#### Document passage:
*** Begin section ***
# CNN Commits Fraud By Posting An (R) Next To Gov Northam's Name



## mudwhistle (Feb 2, 2019)

CNN has been caught in the act way too many times for this to be allowed to slide. 

Once again CNN shows that they specialize in fake news by putting an (R) instead of a (D) next to Virginia Governor Ralph Northam's name during their telecast of his address. They'll claim it was just a mistake. If that doesn't work....they'll claim it never happened. 

Earlier in the broadcast Anderson Cooper says that he's a Democrat.....but in a later reshowing of the address they flashed a notice that he was a Republican instead. This is intended for low-information voters who aren't paying attention. This guy is being targeted because of a photo that was in his yearbook from college. What he's really being targeted for is over a video of him describing how a new abortion bill will work. *He has been singled out for termination because he revealed exactly what Democrats are up to*. 


*WATCH: CNN Chyron Labels Virginia Gov. Ralph Northam a Republican
*


*CNN aired a chyron Friday evening labeling Virginia Democrat Gov. Ralph Northam a Republican during a report on the Virginia Democrat apologizing for a racist medical school yearbook photo depicting two men— one of them himself— in blackface and Ku Klux Klan garb.*
The chyron aired at 9:00 p.m. EST during a CNN broadcast of _Anderson Cooper 360_, which showed a video of Northam addressing the inflammatory yearbook photo in a video posted to his Twitter account.
*** End section ***
#### Problems to work on:
[a] Answer these questions from the CNN chyron post:
(i) What party letter did CNN put next to Northam's name instead of a (D)?
(ii) According to the poster, what video is Northam really being targeted for?
(iii) At what time did the chyron air?
[b] Go on with the CNN chyron post from the point where its text stops.
The listing that comes next is separate material, unrelated to the CNN chyron post.

#### Dataset extract:
*** Begin section ***
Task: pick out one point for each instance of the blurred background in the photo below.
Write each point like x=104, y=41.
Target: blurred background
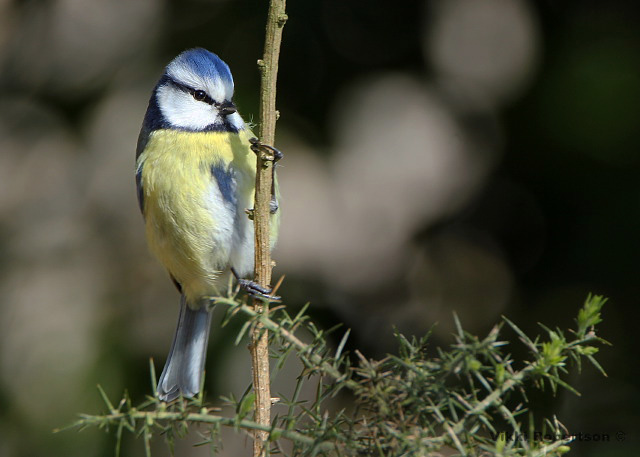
*** End section ***
#### Results of the exercise:
[a]
(i) An (R).
(ii) A video of him describing how a new abortion bill will work.
(iii) 9:00 p.m. EST.

[b]
As the video of Northam apologizing began, the CNN chyron identifying Northam placed an “R” next to his name instead of a “D.”

The _Virginian-Pilot_ released a page from Northam’s 1984 medical school yearbook Friday, showing one man dressed in a Ku Klux Klan hood and another in blackface on the half of the yearbook page set aside for Northam. Big League Politics first reported on the photo Friday.​

links
https://twitter.com/PrisonPlanet/status/109169558317218201
CNN Chyron Labels Virginia Gov. Ralph Northam a Republican


----------



## Polishprince (Feb 2, 2019)

This is why CNN is called out for Fake News,  because that is exactly what they do.

But to me, the crazy thing is that CNN actually acts offended when their President calls them out for it.   What do they expect Mr. Trump to do, lie for them?   LOL


----------



## Hugo Furst (Feb 2, 2019)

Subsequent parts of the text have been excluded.